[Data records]
%%
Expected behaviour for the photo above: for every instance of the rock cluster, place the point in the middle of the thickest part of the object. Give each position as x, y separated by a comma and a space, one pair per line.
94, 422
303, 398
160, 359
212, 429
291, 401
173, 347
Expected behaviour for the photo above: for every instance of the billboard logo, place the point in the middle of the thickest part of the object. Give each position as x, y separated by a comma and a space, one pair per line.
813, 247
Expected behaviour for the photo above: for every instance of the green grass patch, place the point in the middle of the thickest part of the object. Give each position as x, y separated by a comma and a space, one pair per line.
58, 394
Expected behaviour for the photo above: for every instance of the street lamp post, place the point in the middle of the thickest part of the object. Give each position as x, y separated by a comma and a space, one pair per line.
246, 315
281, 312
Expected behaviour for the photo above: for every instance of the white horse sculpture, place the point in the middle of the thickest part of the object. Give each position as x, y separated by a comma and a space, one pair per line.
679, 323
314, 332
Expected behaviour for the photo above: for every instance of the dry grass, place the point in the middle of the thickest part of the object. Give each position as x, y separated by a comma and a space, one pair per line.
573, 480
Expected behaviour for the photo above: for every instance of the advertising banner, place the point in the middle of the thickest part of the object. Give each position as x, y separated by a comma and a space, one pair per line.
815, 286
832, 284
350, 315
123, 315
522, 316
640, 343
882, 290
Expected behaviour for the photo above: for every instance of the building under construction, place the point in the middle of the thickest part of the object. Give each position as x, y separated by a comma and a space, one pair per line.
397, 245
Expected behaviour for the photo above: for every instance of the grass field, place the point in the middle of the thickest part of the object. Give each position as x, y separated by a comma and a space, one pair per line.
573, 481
%%
** The request **
Put the items above into a two-column CSV with the columns "request" and "points", one row per item: its text in the first and its answer in the second, each in a single quoted field with line breaks replaced by spaces.

** Exercise answer **
request,points
"Expected behaviour for the photo above: for every instance of the rock cluster, place the point in the middle of the thickest part of the object. Give each position as x, y separated by a comma and a space, one pair per line.","94, 422 303, 398 160, 359 212, 429 291, 401 173, 347"
"Expected behaviour for the photo above: for every instance of the billboard logo, place the point in the middle of the thickest part of the object. Give each position as x, y separated by a comma and a space, one pair per line.","813, 247"
"Expected behaviour for the photo above: for every instance of the green grass patch, place the point in the middle of the thickest part of the object. Give each position as x, y separated by a comma and a space, one pair per line.","58, 394"
"Expected behaviour for the photo above: for every instance of the street lamp post, place the point in the middle of the thickest part of the object. Give each position as x, y separated by a comma and a space, one pair per line.","246, 315 281, 312"
"Expected behaviour for the photo above: for every instance of the white horse sculpture, place the point in the middle of the thickest part of the object. Give each position as x, y separated by a comma and a space, one pair per line.","679, 323 314, 332"
"Expected behaviour for the photo above: for every instance of the dry grass, place the point in the middle of the thickest part of the object. Give each position as x, y separated by a comma and a space, one pair per line.","573, 480"
"Expected behaviour for the photo above: for every instance of the advertising banner, place the point in the middle of the thickest part of the object. Give each position as x, y separated by a comma and a space, one pair per line.","815, 286 832, 284 350, 315 123, 315 522, 316 640, 343 882, 290"
"Expected behaviour for the photo above: for every instance of the building under construction, place the point in the middle of the thickest part of the object. Give each position as x, y separated by a comma and a space, one pair per line.","397, 245"
"Expected behaviour for the photo above: for every instance of the grass field, place the point in the middle of the thickest part of the object. Give each position as x, y separated by a comma and a space, one pair per line.","573, 481"